_OBJECTIVE_
Print out every record exactly as it appears.

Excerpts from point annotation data
* * *
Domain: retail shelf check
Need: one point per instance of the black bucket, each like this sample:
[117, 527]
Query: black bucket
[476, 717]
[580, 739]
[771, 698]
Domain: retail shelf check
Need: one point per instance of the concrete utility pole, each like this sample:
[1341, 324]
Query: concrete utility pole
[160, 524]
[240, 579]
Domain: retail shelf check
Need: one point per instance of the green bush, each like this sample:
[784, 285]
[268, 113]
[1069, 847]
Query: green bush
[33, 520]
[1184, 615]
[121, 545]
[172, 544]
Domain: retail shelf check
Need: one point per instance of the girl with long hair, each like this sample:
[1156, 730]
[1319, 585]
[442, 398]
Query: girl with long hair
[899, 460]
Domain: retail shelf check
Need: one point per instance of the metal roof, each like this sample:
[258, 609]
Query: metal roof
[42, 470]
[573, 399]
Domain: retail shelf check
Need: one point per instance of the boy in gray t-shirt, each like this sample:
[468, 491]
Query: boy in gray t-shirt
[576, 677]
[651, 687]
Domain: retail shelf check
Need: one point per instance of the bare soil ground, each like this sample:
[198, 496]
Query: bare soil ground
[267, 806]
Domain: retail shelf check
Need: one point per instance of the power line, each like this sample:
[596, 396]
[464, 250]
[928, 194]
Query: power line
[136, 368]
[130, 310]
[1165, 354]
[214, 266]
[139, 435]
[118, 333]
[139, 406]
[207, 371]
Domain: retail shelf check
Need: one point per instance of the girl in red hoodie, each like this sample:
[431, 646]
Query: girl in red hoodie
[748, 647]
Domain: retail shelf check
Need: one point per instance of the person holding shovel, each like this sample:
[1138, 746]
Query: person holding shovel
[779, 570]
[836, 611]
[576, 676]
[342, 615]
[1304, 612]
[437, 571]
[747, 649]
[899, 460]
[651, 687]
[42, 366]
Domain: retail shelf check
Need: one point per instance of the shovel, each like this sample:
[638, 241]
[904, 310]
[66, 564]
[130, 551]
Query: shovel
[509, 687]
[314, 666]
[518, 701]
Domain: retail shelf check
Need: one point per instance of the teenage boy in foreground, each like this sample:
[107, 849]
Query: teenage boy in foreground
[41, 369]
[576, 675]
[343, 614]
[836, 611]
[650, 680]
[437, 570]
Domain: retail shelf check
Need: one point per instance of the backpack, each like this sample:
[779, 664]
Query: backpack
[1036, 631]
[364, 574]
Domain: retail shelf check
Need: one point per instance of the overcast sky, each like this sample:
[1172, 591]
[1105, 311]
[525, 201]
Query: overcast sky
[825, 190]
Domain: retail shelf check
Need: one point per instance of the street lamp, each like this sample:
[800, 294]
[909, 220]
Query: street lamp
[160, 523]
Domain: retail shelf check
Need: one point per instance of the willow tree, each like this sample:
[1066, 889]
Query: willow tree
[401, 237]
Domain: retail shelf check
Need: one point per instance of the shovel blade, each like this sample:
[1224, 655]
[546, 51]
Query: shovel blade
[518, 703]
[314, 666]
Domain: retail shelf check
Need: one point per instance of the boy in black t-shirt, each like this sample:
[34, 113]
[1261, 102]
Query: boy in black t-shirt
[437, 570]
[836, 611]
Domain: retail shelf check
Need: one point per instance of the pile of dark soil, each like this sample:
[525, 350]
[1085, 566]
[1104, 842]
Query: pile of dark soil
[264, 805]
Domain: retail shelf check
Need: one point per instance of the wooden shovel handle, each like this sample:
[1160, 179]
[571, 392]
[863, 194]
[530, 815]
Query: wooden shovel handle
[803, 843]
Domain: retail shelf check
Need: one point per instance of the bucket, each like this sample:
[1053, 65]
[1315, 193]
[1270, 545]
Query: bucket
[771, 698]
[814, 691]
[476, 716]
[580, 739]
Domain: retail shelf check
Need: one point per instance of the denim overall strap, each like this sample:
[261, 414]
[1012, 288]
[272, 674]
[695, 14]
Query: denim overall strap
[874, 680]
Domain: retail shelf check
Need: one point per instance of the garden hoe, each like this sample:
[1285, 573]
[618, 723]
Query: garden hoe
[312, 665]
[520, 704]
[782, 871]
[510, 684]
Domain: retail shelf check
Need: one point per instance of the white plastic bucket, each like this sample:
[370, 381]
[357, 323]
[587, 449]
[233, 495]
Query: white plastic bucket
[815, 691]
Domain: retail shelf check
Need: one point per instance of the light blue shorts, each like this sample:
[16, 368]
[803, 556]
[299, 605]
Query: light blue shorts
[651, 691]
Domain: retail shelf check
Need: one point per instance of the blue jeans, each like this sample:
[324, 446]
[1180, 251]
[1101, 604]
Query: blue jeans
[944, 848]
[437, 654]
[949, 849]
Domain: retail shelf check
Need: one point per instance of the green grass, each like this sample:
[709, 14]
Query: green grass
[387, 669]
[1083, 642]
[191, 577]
* * *
_ANSWER FOR THE TASK_
Domain: retail shelf check
Need: one point per instance of the black bucket, each like this sample:
[117, 527]
Query: black bucket
[476, 717]
[580, 739]
[771, 698]
Domain: retail shelf check
Need: one point per instance of the concrete utility pole, each like this sample:
[1341, 324]
Query: concrete utility pole
[160, 524]
[240, 579]
Domain: retail shelf check
Need: one point per instance of the green bush, each like this sample:
[784, 285]
[268, 113]
[1069, 847]
Query: green bush
[33, 520]
[1184, 615]
[121, 545]
[172, 544]
Domain: retail shelf check
Need: one point per instance of the girl with long hair, each like this sample:
[1156, 730]
[1319, 585]
[442, 398]
Query: girl with long hair
[899, 460]
Domain: retail shelf check
Need: one point per instance of the metal roof, each like this sample:
[258, 609]
Query: metal roof
[42, 470]
[573, 399]
Domain: retail shelf check
Need: one point per instance of the boy in gray t-shirt, each like this sample:
[468, 491]
Query: boy in gray t-shirt
[576, 677]
[651, 687]
Domain: retail shelf check
Need: one point per instance of the bare soil ground, each like this sample:
[198, 496]
Query: bare soil ground
[267, 806]
Domain: retail shelf check
Need: one point per instance of the power line, each like this sample:
[596, 396]
[464, 250]
[928, 194]
Query: power line
[136, 368]
[130, 310]
[1165, 354]
[214, 266]
[139, 435]
[118, 333]
[139, 406]
[207, 371]
Domain: retail shelf check
Need: one point per instance of the girl in red hoodie, each like this sample:
[431, 646]
Query: girl in red hoodie
[748, 647]
Domain: retail shelf check
Need: one point per instance of the person holding shovel, each like this sample:
[1138, 746]
Query: person holding shovel
[779, 570]
[836, 611]
[576, 676]
[342, 615]
[1304, 612]
[437, 571]
[747, 649]
[899, 460]
[651, 687]
[42, 366]
Domain: retail shelf check
Need: one point per instance of the shovel, each like this sample:
[638, 241]
[904, 310]
[66, 564]
[130, 551]
Query: shovel
[509, 687]
[314, 666]
[518, 701]
Domain: retail shelf check
Need: one point per instance of the teenage boy in foreground, each like this sample:
[107, 849]
Query: teenage boy in foreground
[41, 369]
[576, 675]
[343, 614]
[836, 611]
[650, 680]
[437, 570]
Domain: retail shelf check
Need: one point per instance of the backpack, each like this sample:
[779, 664]
Query: backpack
[1036, 631]
[364, 574]
Domain: retail shelf check
Need: one point per instance of the overcast sky, each like this sample:
[1172, 591]
[1105, 311]
[525, 201]
Query: overcast sky
[825, 190]
Domain: retail shelf check
Need: one point per instance of the street lamp, each like this sample:
[800, 294]
[909, 220]
Query: street lamp
[160, 523]
Domain: retail shelf check
Need: one point per instance of the willow tree, each like this sample:
[1066, 889]
Query: willow tree
[401, 237]
Domain: retail shelf check
Need: one point per instance of the shovel blade, each like this sample:
[1224, 655]
[546, 51]
Query: shovel blade
[518, 703]
[314, 666]
Domain: retail shelf check
Need: one point per instance of the boy in black t-shirt, each like this sample:
[34, 113]
[1261, 102]
Query: boy in black t-shirt
[437, 570]
[836, 611]
Domain: retail shelf check
Need: one point per instance of the pile of dark soil, each like this sample:
[525, 350]
[1085, 566]
[1104, 842]
Query: pile of dark soil
[264, 805]
Domain: retail shelf check
Need: one point per instance of the wooden shovel handle, each like this sample:
[1160, 179]
[571, 392]
[863, 194]
[530, 815]
Query: wooden shovel handle
[803, 843]
Domain: retail shelf check
Need: one point per instance of the bucket, each like this sample:
[1053, 65]
[1315, 193]
[1270, 545]
Query: bucket
[771, 698]
[814, 691]
[476, 716]
[580, 739]
Domain: retail shelf check
Need: one point per instance of the denim overall strap, each like this sample:
[261, 414]
[1012, 288]
[272, 674]
[695, 14]
Query: denim overall strap
[874, 680]
Domain: retail shelf check
Need: one point per instance of the garden hoe, each like this sample:
[1285, 573]
[618, 723]
Query: garden hoe
[312, 665]
[520, 704]
[782, 871]
[510, 684]
Domain: retail shelf check
Need: one point per instance of the white plastic bucket, each like this sample:
[370, 381]
[357, 323]
[587, 449]
[233, 495]
Query: white plastic bucket
[815, 691]
Domain: retail shelf check
Need: one point per instance of the light blue shorts, each like this sample:
[16, 368]
[803, 556]
[299, 605]
Query: light blue shorts
[651, 691]
Domain: retail shelf check
Need: one point per instance of the blue jeans, each like this sample:
[324, 446]
[1180, 251]
[1101, 604]
Query: blue jeans
[944, 848]
[437, 654]
[949, 849]
Domain: retail shelf check
Need: one point per instance of the green grass, each like this sample:
[709, 14]
Query: green grass
[387, 669]
[1083, 642]
[191, 577]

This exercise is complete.